Records provided:
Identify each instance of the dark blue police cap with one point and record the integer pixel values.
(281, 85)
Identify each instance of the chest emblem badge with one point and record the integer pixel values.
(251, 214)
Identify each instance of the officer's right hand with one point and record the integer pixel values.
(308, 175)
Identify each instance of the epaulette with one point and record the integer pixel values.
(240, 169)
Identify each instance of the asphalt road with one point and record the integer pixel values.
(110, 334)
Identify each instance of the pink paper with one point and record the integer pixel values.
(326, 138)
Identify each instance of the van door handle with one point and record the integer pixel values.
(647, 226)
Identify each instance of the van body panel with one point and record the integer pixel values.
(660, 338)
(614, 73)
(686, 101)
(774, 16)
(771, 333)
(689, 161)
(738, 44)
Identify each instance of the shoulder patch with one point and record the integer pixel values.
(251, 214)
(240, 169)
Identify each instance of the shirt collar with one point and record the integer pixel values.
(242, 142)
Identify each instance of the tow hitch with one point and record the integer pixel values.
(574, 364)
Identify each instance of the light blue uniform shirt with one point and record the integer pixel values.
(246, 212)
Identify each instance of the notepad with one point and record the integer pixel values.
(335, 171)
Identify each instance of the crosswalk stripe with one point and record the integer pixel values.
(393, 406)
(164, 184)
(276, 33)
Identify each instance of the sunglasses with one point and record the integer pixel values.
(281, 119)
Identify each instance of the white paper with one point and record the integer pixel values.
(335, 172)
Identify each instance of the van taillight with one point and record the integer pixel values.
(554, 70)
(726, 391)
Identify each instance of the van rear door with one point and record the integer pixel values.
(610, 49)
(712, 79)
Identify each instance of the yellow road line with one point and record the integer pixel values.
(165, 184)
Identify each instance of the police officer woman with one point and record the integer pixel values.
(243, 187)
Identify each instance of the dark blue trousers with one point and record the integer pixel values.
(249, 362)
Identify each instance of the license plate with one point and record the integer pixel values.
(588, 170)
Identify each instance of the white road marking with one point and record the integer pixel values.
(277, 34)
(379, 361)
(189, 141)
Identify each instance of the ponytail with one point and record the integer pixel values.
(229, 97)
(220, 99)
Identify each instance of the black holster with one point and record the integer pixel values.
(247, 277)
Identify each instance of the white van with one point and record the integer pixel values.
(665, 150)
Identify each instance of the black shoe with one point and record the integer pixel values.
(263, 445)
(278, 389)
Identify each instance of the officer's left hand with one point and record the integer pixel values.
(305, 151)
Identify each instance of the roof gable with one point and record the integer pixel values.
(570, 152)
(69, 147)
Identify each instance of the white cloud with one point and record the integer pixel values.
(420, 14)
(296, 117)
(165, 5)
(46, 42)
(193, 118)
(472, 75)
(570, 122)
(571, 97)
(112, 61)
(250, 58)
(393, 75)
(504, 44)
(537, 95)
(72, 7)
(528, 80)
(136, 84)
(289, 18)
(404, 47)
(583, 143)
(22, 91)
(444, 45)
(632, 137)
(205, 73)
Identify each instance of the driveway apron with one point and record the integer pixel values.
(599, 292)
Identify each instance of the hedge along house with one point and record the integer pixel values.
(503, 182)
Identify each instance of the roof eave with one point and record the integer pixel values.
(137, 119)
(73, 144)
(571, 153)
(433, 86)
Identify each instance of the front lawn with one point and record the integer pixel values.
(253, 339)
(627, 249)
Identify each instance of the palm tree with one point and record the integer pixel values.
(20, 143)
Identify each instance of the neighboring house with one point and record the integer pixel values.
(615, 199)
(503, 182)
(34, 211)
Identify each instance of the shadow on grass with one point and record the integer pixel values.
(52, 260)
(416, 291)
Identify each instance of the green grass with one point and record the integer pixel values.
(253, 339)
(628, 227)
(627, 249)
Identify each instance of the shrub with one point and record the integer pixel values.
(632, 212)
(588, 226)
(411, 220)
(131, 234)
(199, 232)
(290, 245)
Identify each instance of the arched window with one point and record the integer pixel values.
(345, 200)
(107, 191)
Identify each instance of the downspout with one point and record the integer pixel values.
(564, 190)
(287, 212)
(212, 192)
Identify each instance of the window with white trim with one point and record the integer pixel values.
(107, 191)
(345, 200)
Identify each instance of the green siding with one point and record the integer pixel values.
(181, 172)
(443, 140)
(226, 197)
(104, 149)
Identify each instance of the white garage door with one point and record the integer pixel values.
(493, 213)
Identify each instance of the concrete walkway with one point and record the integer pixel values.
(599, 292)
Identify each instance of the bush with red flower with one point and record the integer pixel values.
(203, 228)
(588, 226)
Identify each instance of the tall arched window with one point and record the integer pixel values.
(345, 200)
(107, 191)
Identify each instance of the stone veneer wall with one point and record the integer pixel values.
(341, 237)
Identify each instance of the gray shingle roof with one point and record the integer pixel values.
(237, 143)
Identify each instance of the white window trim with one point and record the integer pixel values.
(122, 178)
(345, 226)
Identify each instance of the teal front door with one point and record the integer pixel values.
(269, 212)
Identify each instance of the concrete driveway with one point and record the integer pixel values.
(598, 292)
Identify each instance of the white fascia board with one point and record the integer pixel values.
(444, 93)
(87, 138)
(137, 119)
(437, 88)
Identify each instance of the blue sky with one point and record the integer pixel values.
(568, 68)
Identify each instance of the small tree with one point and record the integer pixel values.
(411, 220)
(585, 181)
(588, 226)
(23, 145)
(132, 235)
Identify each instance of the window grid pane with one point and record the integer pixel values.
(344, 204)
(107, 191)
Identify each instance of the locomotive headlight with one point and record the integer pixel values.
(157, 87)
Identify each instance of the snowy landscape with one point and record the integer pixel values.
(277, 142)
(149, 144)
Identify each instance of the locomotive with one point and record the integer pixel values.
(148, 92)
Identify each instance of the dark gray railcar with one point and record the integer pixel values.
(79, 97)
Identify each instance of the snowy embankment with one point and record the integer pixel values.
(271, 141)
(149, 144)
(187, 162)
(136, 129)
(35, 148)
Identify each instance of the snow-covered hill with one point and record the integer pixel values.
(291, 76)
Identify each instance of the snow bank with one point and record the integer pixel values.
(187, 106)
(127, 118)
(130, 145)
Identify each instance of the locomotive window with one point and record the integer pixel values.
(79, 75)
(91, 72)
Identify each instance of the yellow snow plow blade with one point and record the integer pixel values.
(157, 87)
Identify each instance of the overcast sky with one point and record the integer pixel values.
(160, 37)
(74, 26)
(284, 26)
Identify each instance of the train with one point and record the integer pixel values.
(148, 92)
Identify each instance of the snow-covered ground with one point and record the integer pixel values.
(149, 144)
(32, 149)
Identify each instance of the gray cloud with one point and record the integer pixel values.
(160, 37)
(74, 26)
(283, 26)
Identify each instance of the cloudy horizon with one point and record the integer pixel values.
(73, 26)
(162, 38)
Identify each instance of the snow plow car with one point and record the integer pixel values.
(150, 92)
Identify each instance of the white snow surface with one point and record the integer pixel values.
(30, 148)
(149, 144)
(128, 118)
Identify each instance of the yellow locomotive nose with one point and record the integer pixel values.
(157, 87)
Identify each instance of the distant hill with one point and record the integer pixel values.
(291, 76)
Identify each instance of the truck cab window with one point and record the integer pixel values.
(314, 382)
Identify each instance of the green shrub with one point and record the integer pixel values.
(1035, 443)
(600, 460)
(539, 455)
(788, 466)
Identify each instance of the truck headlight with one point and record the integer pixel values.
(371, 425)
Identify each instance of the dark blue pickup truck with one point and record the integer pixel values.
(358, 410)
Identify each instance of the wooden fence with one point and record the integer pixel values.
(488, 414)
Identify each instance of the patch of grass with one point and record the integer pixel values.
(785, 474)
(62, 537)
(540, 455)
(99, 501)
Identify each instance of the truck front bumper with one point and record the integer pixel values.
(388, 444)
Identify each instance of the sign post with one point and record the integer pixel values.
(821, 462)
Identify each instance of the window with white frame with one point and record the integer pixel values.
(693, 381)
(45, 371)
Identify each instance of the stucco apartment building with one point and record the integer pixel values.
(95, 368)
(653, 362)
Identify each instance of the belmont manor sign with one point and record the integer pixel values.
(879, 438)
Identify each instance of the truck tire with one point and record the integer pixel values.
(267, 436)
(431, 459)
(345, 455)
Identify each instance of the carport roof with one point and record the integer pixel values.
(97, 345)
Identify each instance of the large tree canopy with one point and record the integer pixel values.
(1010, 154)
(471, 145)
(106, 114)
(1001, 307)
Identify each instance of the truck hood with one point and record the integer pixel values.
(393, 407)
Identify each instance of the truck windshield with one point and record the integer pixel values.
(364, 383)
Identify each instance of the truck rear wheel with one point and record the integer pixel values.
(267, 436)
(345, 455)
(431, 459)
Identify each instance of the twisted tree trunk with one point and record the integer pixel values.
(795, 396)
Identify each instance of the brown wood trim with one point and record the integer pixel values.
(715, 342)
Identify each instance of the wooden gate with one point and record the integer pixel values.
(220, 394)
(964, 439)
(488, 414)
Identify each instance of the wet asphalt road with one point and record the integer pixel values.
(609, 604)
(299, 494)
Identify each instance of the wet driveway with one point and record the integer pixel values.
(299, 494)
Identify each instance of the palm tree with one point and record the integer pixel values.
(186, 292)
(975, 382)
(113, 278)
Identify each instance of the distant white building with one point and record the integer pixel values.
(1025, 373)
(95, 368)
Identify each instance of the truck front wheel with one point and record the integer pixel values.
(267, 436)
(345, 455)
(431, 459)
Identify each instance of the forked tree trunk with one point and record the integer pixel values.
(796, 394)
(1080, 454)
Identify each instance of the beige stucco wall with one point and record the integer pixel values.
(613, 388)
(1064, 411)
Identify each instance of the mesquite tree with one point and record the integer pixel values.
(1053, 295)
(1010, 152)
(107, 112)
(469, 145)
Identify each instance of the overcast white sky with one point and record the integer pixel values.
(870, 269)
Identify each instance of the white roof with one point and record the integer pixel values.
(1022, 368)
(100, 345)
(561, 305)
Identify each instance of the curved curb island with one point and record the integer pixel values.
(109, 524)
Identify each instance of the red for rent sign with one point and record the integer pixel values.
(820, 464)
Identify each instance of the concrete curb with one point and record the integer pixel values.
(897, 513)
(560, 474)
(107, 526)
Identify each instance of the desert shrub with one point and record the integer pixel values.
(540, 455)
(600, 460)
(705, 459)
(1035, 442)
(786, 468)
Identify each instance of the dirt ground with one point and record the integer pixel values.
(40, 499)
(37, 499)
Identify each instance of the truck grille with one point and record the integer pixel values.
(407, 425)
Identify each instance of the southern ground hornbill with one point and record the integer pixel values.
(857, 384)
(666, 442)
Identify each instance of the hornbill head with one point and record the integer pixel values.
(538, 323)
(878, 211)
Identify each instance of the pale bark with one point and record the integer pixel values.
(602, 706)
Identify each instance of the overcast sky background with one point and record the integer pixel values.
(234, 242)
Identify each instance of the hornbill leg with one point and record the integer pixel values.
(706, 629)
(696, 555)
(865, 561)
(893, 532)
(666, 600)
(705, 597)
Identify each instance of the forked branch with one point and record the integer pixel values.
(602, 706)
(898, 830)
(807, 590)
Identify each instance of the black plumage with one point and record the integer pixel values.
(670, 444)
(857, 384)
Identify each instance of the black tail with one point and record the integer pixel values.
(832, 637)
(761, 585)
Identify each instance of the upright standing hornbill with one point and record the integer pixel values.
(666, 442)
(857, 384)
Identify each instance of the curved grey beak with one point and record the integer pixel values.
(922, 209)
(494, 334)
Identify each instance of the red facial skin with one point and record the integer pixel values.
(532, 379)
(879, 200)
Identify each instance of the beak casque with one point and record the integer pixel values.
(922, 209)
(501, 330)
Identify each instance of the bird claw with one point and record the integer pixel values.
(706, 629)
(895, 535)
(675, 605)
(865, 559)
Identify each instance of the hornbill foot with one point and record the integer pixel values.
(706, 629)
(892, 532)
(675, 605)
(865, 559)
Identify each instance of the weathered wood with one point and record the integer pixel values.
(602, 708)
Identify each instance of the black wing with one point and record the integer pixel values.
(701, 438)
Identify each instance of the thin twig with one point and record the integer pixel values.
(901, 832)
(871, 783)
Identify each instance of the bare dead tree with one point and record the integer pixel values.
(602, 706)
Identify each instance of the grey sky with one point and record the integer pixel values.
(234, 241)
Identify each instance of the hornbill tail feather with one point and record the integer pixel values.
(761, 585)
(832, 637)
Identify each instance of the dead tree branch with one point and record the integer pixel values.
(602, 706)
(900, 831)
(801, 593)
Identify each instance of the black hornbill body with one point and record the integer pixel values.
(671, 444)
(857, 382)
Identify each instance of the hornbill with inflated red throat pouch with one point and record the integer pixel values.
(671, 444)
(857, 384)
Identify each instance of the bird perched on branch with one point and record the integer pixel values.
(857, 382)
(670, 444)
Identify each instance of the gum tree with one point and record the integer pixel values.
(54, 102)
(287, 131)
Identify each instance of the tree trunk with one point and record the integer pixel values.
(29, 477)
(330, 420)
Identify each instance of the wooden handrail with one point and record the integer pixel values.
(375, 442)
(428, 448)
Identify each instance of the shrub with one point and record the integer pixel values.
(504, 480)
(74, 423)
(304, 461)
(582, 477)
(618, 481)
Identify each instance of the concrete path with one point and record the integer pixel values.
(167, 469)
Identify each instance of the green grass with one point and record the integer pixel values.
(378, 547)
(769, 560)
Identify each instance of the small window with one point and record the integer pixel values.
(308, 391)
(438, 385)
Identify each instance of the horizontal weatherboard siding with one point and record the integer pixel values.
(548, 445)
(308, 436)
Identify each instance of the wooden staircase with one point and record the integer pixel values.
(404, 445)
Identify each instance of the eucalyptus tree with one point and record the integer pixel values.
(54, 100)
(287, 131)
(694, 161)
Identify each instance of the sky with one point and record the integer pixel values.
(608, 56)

Challenge:
Set down nothing but the lines from the one with "Identify each instance of the grey" through the end of the records, keeping each line exactly as written and including both ends.

Answer to this problem:
Identify each instance of the grey sky with one point and record the integer pixel values.
(234, 241)
Identify each instance of the hornbill tail feather with one point and record the integer pixel values.
(761, 585)
(832, 637)
Identify each instance of the dead tree branch with one point and record the integer pixel values.
(602, 706)
(900, 831)
(801, 593)
Identify each instance of the black hornbill body with one point and record the integer pixel values.
(671, 444)
(857, 382)
Identify each instance of the hornbill with inflated red throat pouch with one point and record the integer pixel values.
(671, 444)
(857, 384)
Identify each instance of the bird perched on branch with one point and record the integer pixel values.
(857, 382)
(670, 444)
Identify each instance of the gum tree with one point and record the integer pixel values.
(54, 102)
(287, 131)
Identify each instance of the tree trunk with one point and record the integer pixel values.
(29, 477)
(330, 420)
Identify each instance of the wooden handrail with one point and record the integer pixel values.
(375, 442)
(428, 448)
Identify each instance of the shrub with one point and record the integer pixel values.
(504, 480)
(74, 423)
(304, 461)
(582, 477)
(618, 481)
Identify each instance of the concrete path with one point and record the integer pixel values.
(167, 469)
Identify each instance of the green grass with one point and record the integer pixel values.
(378, 547)
(769, 560)
Identify each instance of the small window with one point and record the integer pixel values.
(308, 391)
(438, 385)
Identify each instance of the horizontal weatherboard siding with one point and record the integer pixel values.
(548, 445)
(308, 436)
Identify each instance of the wooden staircase with one point and record the integer pixel values.
(404, 445)
Identify each instance of the eucalyptus tree with one point and record the integer pixel values.
(54, 100)
(287, 131)
(694, 161)
Identify each instance of the sky with one point and record the integer pixel values.
(608, 56)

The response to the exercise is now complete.